Repeat only the lines from the one holding "Target: tree trunk" down to the last line of the listing below, including both of those lines.

* start DATA ROWS *

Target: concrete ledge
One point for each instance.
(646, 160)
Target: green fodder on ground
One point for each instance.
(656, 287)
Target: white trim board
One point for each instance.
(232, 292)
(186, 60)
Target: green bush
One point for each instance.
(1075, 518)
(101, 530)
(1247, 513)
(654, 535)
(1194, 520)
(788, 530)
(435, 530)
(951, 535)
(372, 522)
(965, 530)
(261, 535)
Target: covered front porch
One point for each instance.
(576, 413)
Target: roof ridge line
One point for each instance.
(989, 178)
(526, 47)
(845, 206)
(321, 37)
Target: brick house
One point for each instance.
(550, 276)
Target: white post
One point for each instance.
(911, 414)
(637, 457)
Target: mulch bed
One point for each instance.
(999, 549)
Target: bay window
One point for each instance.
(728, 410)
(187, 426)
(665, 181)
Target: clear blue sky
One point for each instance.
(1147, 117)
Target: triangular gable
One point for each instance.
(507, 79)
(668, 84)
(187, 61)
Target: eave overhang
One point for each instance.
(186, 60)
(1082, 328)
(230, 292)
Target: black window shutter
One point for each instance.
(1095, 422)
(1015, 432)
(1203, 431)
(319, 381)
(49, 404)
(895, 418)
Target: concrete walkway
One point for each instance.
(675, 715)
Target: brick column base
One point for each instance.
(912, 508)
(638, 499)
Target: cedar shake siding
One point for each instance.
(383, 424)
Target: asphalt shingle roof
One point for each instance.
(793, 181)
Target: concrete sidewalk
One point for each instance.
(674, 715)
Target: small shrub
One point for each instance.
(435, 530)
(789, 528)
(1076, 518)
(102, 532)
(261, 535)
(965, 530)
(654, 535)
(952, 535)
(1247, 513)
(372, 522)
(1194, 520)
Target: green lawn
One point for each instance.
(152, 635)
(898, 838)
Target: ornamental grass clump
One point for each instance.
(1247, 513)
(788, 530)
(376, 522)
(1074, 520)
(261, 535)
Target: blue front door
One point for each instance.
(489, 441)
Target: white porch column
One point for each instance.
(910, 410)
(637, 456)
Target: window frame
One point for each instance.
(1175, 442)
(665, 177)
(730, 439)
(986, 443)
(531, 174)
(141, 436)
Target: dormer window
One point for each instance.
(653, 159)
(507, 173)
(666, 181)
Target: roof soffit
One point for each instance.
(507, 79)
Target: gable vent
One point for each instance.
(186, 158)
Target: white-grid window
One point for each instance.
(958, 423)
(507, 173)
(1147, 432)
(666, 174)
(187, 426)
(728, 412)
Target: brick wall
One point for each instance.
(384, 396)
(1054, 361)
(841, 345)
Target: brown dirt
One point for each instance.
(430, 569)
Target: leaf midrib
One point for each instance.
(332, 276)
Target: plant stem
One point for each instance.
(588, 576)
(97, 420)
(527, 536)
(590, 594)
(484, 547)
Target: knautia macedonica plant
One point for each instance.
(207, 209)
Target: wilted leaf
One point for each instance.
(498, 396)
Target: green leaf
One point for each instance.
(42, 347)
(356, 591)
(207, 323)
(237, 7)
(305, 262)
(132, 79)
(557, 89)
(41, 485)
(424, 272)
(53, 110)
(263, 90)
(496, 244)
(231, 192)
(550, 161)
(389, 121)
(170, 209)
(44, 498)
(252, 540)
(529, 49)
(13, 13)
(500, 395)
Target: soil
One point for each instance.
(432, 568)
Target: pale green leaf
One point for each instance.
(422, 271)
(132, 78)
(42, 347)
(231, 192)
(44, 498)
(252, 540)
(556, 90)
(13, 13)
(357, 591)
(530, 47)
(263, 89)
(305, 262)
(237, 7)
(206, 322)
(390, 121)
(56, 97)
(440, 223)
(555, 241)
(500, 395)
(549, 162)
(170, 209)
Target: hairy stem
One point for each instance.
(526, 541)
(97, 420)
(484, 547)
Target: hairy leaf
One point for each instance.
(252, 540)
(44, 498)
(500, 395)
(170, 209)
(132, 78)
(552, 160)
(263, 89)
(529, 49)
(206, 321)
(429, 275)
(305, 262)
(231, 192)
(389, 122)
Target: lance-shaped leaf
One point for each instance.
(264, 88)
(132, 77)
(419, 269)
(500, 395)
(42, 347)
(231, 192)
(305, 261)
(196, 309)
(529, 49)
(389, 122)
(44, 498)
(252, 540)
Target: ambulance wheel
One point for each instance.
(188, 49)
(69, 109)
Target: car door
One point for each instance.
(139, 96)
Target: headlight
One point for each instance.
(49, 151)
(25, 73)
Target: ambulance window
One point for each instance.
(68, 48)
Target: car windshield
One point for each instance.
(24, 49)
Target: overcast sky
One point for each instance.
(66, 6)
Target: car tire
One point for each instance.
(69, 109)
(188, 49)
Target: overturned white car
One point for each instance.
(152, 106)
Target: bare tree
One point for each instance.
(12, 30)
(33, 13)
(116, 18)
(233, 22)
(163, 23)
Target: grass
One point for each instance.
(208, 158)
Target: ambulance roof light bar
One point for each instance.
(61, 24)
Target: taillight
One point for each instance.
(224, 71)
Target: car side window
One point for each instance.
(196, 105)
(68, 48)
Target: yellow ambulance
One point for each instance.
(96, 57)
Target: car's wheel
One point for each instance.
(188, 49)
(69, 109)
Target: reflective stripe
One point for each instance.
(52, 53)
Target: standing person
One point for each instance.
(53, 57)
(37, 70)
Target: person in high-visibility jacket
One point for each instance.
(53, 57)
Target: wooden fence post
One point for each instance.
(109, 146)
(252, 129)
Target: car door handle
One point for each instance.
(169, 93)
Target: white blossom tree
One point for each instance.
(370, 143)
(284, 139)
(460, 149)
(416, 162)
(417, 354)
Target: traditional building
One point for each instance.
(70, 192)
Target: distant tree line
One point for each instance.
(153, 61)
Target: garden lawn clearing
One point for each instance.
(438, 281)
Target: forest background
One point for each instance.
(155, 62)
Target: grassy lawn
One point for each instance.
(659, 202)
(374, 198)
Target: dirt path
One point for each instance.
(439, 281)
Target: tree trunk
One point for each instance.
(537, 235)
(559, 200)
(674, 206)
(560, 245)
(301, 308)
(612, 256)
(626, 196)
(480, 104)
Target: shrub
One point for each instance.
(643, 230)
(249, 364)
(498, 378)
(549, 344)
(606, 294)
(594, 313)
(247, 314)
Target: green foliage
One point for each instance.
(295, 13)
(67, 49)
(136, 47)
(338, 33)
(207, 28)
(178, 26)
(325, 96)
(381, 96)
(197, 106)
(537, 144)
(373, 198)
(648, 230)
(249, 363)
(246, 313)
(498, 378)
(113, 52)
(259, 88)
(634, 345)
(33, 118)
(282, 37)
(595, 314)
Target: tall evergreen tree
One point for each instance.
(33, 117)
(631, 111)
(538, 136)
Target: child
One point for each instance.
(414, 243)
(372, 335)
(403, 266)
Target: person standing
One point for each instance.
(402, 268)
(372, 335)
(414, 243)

* end DATA ROWS *

§ RESPONSE TO THE EXERCISE
Target: tree trunk
One point for each instance.
(537, 235)
(559, 200)
(674, 206)
(560, 245)
(301, 308)
(612, 256)
(626, 196)
(480, 104)
Target: shrub
One point for each instance.
(643, 230)
(249, 364)
(498, 378)
(549, 344)
(606, 294)
(594, 313)
(247, 314)
Target: green foliage
One point for each instance.
(295, 13)
(67, 49)
(136, 47)
(338, 33)
(207, 28)
(178, 26)
(325, 96)
(381, 96)
(197, 106)
(537, 144)
(373, 198)
(648, 230)
(249, 363)
(246, 313)
(498, 378)
(113, 52)
(259, 88)
(634, 345)
(33, 118)
(282, 37)
(595, 314)
Target: tall evergreen tree
One point for each instance.
(33, 117)
(631, 111)
(538, 136)
Target: child
One point for each instance.
(414, 243)
(372, 335)
(403, 266)
Target: person standing
One point for each instance.
(402, 268)
(372, 335)
(414, 243)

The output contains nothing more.